_Your assignment_. Please give all of the data again, character for character, and drop the pictures.

_Input for this task_.
Start of Block

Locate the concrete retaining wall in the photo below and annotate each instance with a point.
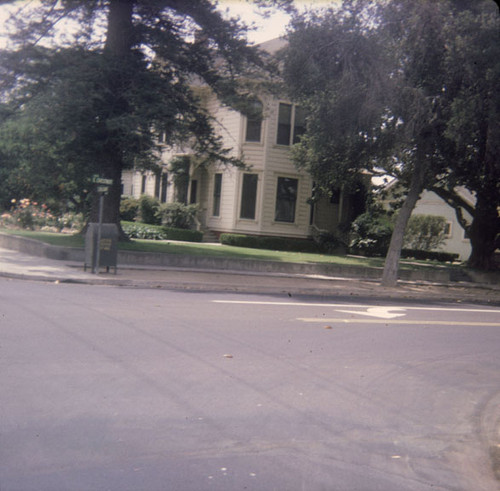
(36, 248)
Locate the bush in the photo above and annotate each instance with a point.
(148, 210)
(328, 242)
(444, 257)
(177, 215)
(183, 234)
(29, 215)
(136, 230)
(129, 209)
(371, 234)
(144, 231)
(273, 243)
(424, 232)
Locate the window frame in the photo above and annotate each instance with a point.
(254, 190)
(292, 131)
(255, 122)
(283, 201)
(217, 194)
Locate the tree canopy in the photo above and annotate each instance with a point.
(128, 72)
(385, 88)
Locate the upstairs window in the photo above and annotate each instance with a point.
(284, 124)
(286, 199)
(249, 196)
(254, 122)
(217, 194)
(291, 124)
(299, 123)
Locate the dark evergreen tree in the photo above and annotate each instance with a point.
(376, 79)
(128, 70)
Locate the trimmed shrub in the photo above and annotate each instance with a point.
(148, 210)
(143, 231)
(177, 215)
(272, 243)
(129, 209)
(425, 232)
(444, 257)
(183, 234)
(371, 234)
(137, 230)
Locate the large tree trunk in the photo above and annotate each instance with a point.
(483, 235)
(391, 266)
(119, 41)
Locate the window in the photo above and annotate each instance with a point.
(290, 117)
(164, 184)
(299, 125)
(249, 196)
(217, 194)
(193, 192)
(286, 199)
(254, 122)
(284, 124)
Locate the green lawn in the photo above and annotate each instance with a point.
(200, 249)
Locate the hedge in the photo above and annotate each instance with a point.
(432, 255)
(183, 234)
(137, 230)
(273, 243)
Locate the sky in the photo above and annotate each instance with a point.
(266, 28)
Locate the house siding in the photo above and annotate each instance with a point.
(431, 204)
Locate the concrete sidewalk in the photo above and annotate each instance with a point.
(18, 265)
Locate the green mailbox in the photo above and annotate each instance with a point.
(101, 246)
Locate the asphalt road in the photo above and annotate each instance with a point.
(106, 388)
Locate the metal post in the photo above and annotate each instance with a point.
(99, 232)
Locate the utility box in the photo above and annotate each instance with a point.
(105, 253)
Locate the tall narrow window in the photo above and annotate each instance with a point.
(217, 194)
(254, 122)
(193, 192)
(286, 199)
(284, 124)
(164, 183)
(249, 196)
(299, 124)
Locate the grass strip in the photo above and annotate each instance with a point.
(200, 249)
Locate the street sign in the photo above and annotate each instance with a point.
(102, 180)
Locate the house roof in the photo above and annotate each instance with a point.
(274, 45)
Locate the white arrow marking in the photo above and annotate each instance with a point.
(381, 312)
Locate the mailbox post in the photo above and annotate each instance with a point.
(101, 240)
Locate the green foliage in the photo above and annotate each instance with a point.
(444, 257)
(136, 230)
(424, 232)
(271, 243)
(129, 208)
(328, 242)
(30, 215)
(149, 207)
(97, 104)
(177, 215)
(371, 234)
(183, 234)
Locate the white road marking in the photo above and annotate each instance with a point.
(406, 322)
(382, 312)
(355, 306)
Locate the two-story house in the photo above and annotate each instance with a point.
(272, 197)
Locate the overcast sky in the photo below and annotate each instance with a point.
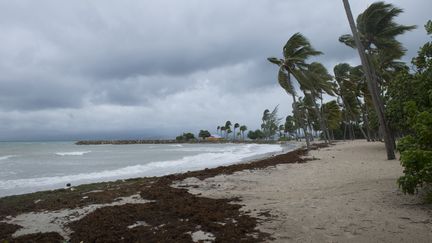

End of Block

_Answer section_.
Locate the concrete retaining wall in the photo below and annotate each instance with a point.
(36, 248)
Locate the bush in the photo above and annotate each instance with a point.
(148, 210)
(328, 242)
(444, 257)
(177, 215)
(183, 234)
(29, 215)
(136, 230)
(129, 209)
(371, 234)
(144, 231)
(273, 243)
(424, 232)
Locate the window frame in the photo above and annotate each instance with a point.
(254, 190)
(292, 131)
(255, 122)
(283, 201)
(217, 194)
Locate the tree canopy in the photo above and annotate each instance with a point.
(128, 72)
(385, 88)
Locate the upstairs window in the photo above and annotate each instance with a point.
(284, 124)
(286, 199)
(249, 196)
(254, 122)
(217, 194)
(291, 124)
(299, 123)
Locate the dark evergreen tree in the photo above and annotate each instance with a point.
(376, 79)
(128, 70)
Locate the trimmed shrub in the photo above and annotate each instance with a point.
(148, 210)
(143, 231)
(177, 215)
(272, 243)
(129, 209)
(425, 232)
(444, 257)
(183, 234)
(371, 234)
(137, 230)
Locate the large tree trunk in the photo above and annotate each instance with a point.
(483, 235)
(391, 266)
(119, 41)
Locate the window in the photo above and annotate each instance with a point.
(290, 117)
(164, 184)
(299, 125)
(249, 196)
(217, 194)
(193, 192)
(286, 199)
(254, 122)
(284, 124)
Locate the green lawn in the photo above and annotate each instance with a point.
(200, 249)
Locate the hedge in the photo above and annotate each instance with a point.
(432, 255)
(183, 234)
(137, 230)
(273, 243)
Locate the sky in the photo above and annotate each instance with a point.
(266, 28)
Locate the house siding in the photo above and annotate each instance with a point.
(431, 204)
Locate the concrete sidewalk in the photo above and annotate each instance with a point.
(18, 265)
Locate the green mailbox in the photo above and annotate each instance with a point.
(101, 246)
Locate the asphalt road in the photo above and annotate each instance with a point.
(106, 388)
Locate the metal post in the photo above and annotate each instance with a point.
(99, 232)
Locate the utility box in the photo above and annotate each instance with a point.
(105, 253)
Locate the tall narrow window in the photo above and annotate each instance with a point.
(217, 194)
(254, 122)
(193, 192)
(286, 199)
(284, 124)
(164, 183)
(249, 196)
(299, 124)
Locate the grass strip in the photo above and annotate each instance with a point.
(200, 249)
Locate the street sign in the photo above and annotate each instance with a point.
(102, 180)
Locate the house roof in the photo above and annotate each instance with a point.
(274, 45)
Locate the white arrow marking in the photo above and annotate each instance with a point.
(381, 312)
Locate the mailbox post in the photo above and annotate each instance with a point.
(101, 240)
Locate the green foliage in the photo above and annotate each instance with a point.
(444, 257)
(136, 230)
(424, 232)
(271, 243)
(129, 208)
(328, 242)
(30, 215)
(149, 207)
(97, 104)
(177, 215)
(371, 234)
(183, 234)
Locate the white road marking in the photo above and annotate each instance with a point.
(406, 322)
(382, 312)
(355, 306)
Locate the two-story house in the photo above and annotate each instance with a point.
(272, 197)
Locate the overcast sky in the photo below and annotate each instance with a point.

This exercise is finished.